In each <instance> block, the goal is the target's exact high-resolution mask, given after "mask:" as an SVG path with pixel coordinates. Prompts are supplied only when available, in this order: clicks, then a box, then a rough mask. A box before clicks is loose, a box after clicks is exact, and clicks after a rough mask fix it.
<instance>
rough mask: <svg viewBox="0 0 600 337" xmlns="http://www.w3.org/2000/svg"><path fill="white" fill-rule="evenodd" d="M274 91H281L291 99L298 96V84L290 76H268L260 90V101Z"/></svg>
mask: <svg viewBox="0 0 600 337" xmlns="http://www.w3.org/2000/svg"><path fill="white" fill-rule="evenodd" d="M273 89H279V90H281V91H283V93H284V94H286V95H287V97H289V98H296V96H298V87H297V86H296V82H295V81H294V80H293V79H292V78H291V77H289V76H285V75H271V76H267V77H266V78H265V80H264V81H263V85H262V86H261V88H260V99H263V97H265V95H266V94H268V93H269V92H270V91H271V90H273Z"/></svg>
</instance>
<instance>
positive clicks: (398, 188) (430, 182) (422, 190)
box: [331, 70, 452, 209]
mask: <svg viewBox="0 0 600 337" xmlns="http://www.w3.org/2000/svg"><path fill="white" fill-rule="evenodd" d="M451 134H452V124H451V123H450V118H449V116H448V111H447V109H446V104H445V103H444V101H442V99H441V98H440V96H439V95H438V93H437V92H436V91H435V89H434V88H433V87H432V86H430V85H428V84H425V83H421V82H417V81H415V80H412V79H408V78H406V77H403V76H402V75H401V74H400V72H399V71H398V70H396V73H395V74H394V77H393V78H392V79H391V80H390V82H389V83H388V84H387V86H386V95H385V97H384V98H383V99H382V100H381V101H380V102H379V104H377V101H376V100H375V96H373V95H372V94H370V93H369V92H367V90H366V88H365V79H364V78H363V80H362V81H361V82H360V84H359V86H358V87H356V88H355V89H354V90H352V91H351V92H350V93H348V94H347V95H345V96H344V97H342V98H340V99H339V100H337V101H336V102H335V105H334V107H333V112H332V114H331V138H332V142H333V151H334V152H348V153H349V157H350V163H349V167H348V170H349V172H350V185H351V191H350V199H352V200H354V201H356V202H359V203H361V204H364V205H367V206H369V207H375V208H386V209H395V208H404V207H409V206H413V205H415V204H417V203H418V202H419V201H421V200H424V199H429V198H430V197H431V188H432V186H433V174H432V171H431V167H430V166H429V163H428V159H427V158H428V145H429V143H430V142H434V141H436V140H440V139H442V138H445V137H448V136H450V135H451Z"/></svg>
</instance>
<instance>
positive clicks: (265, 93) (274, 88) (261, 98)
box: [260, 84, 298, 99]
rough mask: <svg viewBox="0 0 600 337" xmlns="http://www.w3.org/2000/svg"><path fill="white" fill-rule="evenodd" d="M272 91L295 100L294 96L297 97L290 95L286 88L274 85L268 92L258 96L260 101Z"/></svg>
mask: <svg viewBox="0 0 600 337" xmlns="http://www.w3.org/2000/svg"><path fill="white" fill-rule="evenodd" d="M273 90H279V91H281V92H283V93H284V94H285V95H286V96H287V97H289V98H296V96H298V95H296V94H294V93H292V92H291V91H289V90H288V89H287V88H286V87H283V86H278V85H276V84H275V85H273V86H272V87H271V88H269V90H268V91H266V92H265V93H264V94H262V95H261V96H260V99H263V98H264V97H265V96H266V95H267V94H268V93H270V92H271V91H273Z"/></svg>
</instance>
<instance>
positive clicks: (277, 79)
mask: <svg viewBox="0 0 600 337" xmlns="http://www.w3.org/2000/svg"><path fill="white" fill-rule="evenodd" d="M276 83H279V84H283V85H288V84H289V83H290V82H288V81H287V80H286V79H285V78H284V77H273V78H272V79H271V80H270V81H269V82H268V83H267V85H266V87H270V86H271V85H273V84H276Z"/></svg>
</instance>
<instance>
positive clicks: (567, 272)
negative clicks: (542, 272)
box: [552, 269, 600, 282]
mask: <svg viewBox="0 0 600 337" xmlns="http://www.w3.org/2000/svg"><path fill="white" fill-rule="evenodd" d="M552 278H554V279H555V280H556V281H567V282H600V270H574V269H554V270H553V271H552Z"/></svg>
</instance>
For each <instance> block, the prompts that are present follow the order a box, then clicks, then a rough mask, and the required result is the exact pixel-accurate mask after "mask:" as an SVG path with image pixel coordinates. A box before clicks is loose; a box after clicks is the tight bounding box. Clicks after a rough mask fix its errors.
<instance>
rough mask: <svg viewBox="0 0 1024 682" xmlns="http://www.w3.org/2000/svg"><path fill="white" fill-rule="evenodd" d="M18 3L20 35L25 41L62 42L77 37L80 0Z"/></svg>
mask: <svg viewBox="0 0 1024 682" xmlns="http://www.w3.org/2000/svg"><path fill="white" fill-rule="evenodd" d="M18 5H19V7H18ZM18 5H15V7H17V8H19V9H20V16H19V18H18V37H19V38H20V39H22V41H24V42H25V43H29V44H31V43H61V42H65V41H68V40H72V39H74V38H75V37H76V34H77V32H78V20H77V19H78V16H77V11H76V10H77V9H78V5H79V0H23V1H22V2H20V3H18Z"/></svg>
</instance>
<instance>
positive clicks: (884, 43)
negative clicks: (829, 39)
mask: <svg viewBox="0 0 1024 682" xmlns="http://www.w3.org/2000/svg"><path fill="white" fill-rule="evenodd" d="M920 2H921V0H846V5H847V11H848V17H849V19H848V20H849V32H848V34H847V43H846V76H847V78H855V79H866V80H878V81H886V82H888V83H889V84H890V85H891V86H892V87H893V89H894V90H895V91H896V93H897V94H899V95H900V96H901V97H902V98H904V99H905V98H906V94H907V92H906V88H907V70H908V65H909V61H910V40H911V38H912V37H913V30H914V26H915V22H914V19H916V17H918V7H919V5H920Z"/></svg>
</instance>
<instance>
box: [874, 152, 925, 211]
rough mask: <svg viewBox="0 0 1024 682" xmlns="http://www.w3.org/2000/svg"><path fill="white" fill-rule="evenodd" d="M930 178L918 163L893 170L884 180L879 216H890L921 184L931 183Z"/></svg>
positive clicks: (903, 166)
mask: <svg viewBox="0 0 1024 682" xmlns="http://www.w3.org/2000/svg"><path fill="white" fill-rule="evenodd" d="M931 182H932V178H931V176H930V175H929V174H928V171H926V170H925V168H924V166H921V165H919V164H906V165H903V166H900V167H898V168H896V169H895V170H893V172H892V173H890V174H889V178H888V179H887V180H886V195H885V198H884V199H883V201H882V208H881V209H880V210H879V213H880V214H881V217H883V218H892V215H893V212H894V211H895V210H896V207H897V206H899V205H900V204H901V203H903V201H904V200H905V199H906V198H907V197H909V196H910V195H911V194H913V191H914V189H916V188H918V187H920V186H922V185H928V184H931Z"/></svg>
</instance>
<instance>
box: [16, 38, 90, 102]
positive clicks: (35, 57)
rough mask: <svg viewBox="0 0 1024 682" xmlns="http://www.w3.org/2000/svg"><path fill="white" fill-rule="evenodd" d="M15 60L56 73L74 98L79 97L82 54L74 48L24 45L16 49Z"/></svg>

Exercise goal - Could you reproduce every entry above exactly as written?

Result for this task -
In each <instance> block, the goal is the target's exact high-resolution mask, given after "mask:" as an SVG path with pixel coordinates. Prompts are supplied only when available, in this order: clicks, then a box, then a rough mask. A box before clicks is loose, a box after clicks is exact, and clicks after a rough mask fix it.
<instance>
rough mask: <svg viewBox="0 0 600 337" xmlns="http://www.w3.org/2000/svg"><path fill="white" fill-rule="evenodd" d="M274 91H281L291 99L298 96V84L290 76H268L260 90V101Z"/></svg>
mask: <svg viewBox="0 0 600 337" xmlns="http://www.w3.org/2000/svg"><path fill="white" fill-rule="evenodd" d="M273 89H279V90H281V91H283V93H284V94H286V95H287V97H289V98H296V96H298V87H297V86H296V82H295V81H294V80H293V79H292V78H291V77H289V76H285V75H271V76H267V77H266V78H265V80H264V81H263V85H262V86H261V88H260V99H263V97H265V95H266V94H268V93H269V92H270V91H271V90H273Z"/></svg>
</instance>
<instance>
positive clicks: (398, 188) (430, 182) (422, 190)
box: [331, 70, 452, 209]
mask: <svg viewBox="0 0 600 337" xmlns="http://www.w3.org/2000/svg"><path fill="white" fill-rule="evenodd" d="M451 134H452V124H451V123H450V118H449V116H448V111H447V109H446V104H445V103H444V101H442V99H441V98H440V96H439V95H438V93H437V92H436V91H435V89H434V88H433V87H432V86H430V85H428V84H425V83H421V82H417V81H415V80H412V79H408V78H406V77H403V76H402V75H401V74H400V72H399V71H398V70H396V73H395V74H394V77H393V78H392V79H391V80H390V82H389V83H388V84H387V86H386V95H385V97H384V98H383V99H382V100H381V101H380V102H379V104H377V101H376V100H375V96H373V95H372V94H370V93H369V92H367V90H366V88H365V79H364V78H363V80H362V81H361V82H360V84H359V86H358V87H356V88H355V89H354V90H352V91H351V92H350V93H348V94H347V95H345V96H344V97H342V98H340V99H339V100H337V101H336V102H335V105H334V107H333V112H332V114H331V138H332V142H333V151H334V152H348V153H349V157H350V163H349V167H348V170H349V172H350V185H351V191H350V199H352V200H354V201H356V202H359V203H361V204H364V205H367V206H369V207H375V208H386V209H395V208H404V207H409V206H413V205H415V204H417V203H418V202H419V201H421V200H424V199H429V198H430V197H431V188H432V186H433V174H432V171H431V167H430V166H429V163H428V159H427V158H428V145H429V143H430V142H434V141H436V140H440V139H442V138H445V137H448V136H450V135H451Z"/></svg>
</instance>
<instance>
positive clicks: (265, 93) (274, 88) (261, 98)
box: [260, 84, 298, 99]
rough mask: <svg viewBox="0 0 600 337" xmlns="http://www.w3.org/2000/svg"><path fill="white" fill-rule="evenodd" d="M272 91L295 100L294 96L297 97L290 95L286 88L274 85L268 92L258 96L260 101Z"/></svg>
mask: <svg viewBox="0 0 600 337" xmlns="http://www.w3.org/2000/svg"><path fill="white" fill-rule="evenodd" d="M273 90H279V91H281V92H283V93H284V94H285V95H286V96H287V97H289V98H296V96H298V95H296V94H294V93H292V92H291V91H289V90H288V89H287V88H286V87H283V86H278V85H276V84H275V85H273V86H272V87H271V88H269V90H268V91H266V92H265V93H264V94H262V95H261V96H260V99H263V98H264V97H265V96H266V95H267V94H268V93H270V92H271V91H273Z"/></svg>
</instance>
<instance>
positive clicks: (277, 79)
mask: <svg viewBox="0 0 600 337" xmlns="http://www.w3.org/2000/svg"><path fill="white" fill-rule="evenodd" d="M276 83H279V84H283V85H288V84H289V83H290V82H288V81H287V80H286V79H285V78H284V77H273V78H272V79H271V80H270V81H269V82H268V83H267V85H266V87H270V86H271V85H273V84H276Z"/></svg>
</instance>
<instance>
positive clicks: (567, 272)
negative clicks: (542, 272)
box: [552, 269, 600, 282]
mask: <svg viewBox="0 0 600 337" xmlns="http://www.w3.org/2000/svg"><path fill="white" fill-rule="evenodd" d="M552 278H554V279H555V280H556V281H567V282H600V270H574V269H554V270H553V271H552Z"/></svg>
</instance>
For each <instance> block, the prompts that are present follow the order a box, then clicks, then a rough mask, and the required result is the exact pixel-accurate mask after "mask:" as an SVG path with image pixel coordinates. A box before clicks is loose; a box after clicks is the tight bounding box. Clicks after a rough mask fix its errors.
<instance>
rough mask: <svg viewBox="0 0 1024 682" xmlns="http://www.w3.org/2000/svg"><path fill="white" fill-rule="evenodd" d="M18 3L20 35L25 41L62 42L77 37L80 0Z"/></svg>
mask: <svg viewBox="0 0 1024 682" xmlns="http://www.w3.org/2000/svg"><path fill="white" fill-rule="evenodd" d="M18 5H19V7H18ZM18 5H15V7H17V8H19V9H20V16H19V18H18V37H19V38H20V39H22V41H24V42H25V43H29V44H31V43H61V42H65V41H68V40H72V39H74V38H75V37H76V34H77V32H78V20H77V19H78V16H77V11H76V10H77V9H78V5H79V0H23V1H22V2H20V3H18Z"/></svg>
</instance>
<instance>
positive clicks: (884, 43)
negative clicks: (829, 39)
mask: <svg viewBox="0 0 1024 682" xmlns="http://www.w3.org/2000/svg"><path fill="white" fill-rule="evenodd" d="M920 2H921V0H846V5H847V11H848V17H849V19H848V20H849V32H848V34H847V43H846V76H847V78H855V79H866V80H878V81H886V82H888V83H889V84H890V85H891V86H892V87H893V89H894V90H895V91H896V93H897V94H899V95H900V96H901V97H902V98H904V99H905V98H906V94H907V92H906V88H907V70H908V65H909V61H910V40H911V38H912V37H913V30H914V26H915V22H914V19H916V17H918V7H919V5H920Z"/></svg>
</instance>
<instance>
box: [874, 152, 925, 211]
rough mask: <svg viewBox="0 0 1024 682" xmlns="http://www.w3.org/2000/svg"><path fill="white" fill-rule="evenodd" d="M930 178L918 163L893 170L884 180L879 216H890L921 184L931 183Z"/></svg>
positive clicks: (903, 166)
mask: <svg viewBox="0 0 1024 682" xmlns="http://www.w3.org/2000/svg"><path fill="white" fill-rule="evenodd" d="M931 182H932V178H931V176H930V175H929V174H928V171H926V170H925V168H924V166H921V165H919V164H906V165H903V166H900V167H898V168H896V169H895V170H893V172H892V173H890V174H889V178H888V179H887V180H886V195H885V198H884V199H883V201H882V208H881V209H880V210H879V213H880V214H881V217H883V218H892V215H893V212H894V211H895V210H896V207H897V206H899V205H900V204H901V203H903V201H904V200H905V199H906V198H907V197H909V196H910V195H911V194H913V191H914V189H916V188H918V187H920V186H922V185H928V184H931Z"/></svg>
</instance>
<instance>
box: [16, 38, 90, 102]
positive clicks: (35, 57)
rough mask: <svg viewBox="0 0 1024 682" xmlns="http://www.w3.org/2000/svg"><path fill="white" fill-rule="evenodd" d="M15 60L56 73L74 98L79 97L82 54L74 48L24 45L16 49Z"/></svg>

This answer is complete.